On MiniMax's landing page, they compare the $20 Plus plan directly: "$20 = 10× Claude Pro. Same price, 10× the throughput."

Availability

The model is already available via:

MiniMax API (pay-as-you-go)
MiniMax Code (their agent product built specifically for M3)
Token Plan subscriptions
Third-party providers including Fireworks AI, Together AI, and Novita (per Hugging Face data)
Hugging Face as open weights (MiniMaxAI/MiniMax-M3)
On Hugging Face, M3 has already accumulated over 1,000 downloads since its June 2 upload. Supported providers include Fireworks AI (fastest throughput at ~131 tokens/s), Together AI (cheapest output pricing at $1.20 per million output tokens), and Novita.

The Open-Weight Advantage

Perhaps the most significant aspect of M3 is its open-weight release. The weights are available on Hugging Face at MiniMaxAI/MiniMax-M3, and MiniMax promises the weights and technical report on GitHub within approximately 10 days of launch.

This is a big deal for several reasons:

Self-hosting: Teams can deploy M3 on their own infrastructure without per-token API costs
Fine-tuning: The open weights enable domain-specific customization
Research transparency: The MSA architecture can be studied and potentially improved by the community
No vendor lock-in: Unlike closed models, you can switch providers freely

However — a note of caution: "open-weight" does not necessarily mean "open source." One source noted that the license terms were not published at launch, and the open-source status depends on the final license. The Hugging Face page confirms the model card includes the standard MiniMax license structure.

How It Stacks Up Against the Competition

Here's how M3 positions against the current frontier:

Dimension	MiniMax M3	Claude Opus 4.7	GPT-5.5	Gemini 3.1 Pro
Context	1M	1M	1,050,000	2M+
SWE-Bench Pro	59.0%	~Frontier (higher)	~Frontier (higher)	~Frontier
Multimodal	Native (text+image+video)	Text+Image	Text+Image+Audio	Native (all)

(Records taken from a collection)
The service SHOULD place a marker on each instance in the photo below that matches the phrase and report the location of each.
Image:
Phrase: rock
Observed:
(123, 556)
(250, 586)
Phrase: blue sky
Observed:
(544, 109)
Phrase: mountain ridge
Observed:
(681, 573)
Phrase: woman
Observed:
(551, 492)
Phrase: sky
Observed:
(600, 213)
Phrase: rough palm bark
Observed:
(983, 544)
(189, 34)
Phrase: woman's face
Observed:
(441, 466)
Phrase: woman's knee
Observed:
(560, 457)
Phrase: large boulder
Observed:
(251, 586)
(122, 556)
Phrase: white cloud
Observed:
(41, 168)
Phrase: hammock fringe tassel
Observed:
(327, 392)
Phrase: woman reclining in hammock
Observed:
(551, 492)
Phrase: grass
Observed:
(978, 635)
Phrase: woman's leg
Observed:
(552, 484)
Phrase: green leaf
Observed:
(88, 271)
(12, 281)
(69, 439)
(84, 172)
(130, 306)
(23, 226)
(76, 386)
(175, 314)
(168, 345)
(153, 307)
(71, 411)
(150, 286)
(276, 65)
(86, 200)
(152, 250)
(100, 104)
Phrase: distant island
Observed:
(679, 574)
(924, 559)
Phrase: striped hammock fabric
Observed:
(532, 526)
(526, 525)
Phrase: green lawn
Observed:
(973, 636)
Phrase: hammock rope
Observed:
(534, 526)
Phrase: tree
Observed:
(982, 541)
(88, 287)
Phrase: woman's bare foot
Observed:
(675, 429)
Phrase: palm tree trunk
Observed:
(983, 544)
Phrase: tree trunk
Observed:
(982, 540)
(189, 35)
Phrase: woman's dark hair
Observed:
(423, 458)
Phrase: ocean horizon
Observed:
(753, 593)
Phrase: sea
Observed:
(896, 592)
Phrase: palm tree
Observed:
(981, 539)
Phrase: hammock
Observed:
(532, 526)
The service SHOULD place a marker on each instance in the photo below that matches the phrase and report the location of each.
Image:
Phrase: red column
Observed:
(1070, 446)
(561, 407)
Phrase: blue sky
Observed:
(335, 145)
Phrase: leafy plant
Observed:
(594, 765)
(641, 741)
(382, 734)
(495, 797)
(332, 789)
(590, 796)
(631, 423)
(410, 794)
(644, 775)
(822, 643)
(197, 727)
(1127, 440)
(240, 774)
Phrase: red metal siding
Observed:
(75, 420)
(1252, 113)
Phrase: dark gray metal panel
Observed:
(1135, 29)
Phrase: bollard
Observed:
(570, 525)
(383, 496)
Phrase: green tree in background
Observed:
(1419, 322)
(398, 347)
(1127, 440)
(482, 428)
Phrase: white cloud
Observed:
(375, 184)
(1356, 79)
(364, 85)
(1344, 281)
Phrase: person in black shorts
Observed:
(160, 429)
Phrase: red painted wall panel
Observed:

Questions on the material:
A) In the MiniMax M3 text, which provider on Hugging Face has the cheapest output pricing?
B) Reproduce the MiniMax M3 text word for word, starting with "The Open-Weight Advantage" and going on through "days of launch.".
The records aren't needed for any of this.

Set of answers:
A) Together AI, at $1.20 per million output tokens.

B)
The Open-Weight Advantage

Perhaps the most significant aspect of M3 is its open-weight release. The weights are available on Hugging Face at MiniMaxAI/MiniMax-M3, and MiniMax promises the weights and technical report on GitHub within approximately 10 days of launch.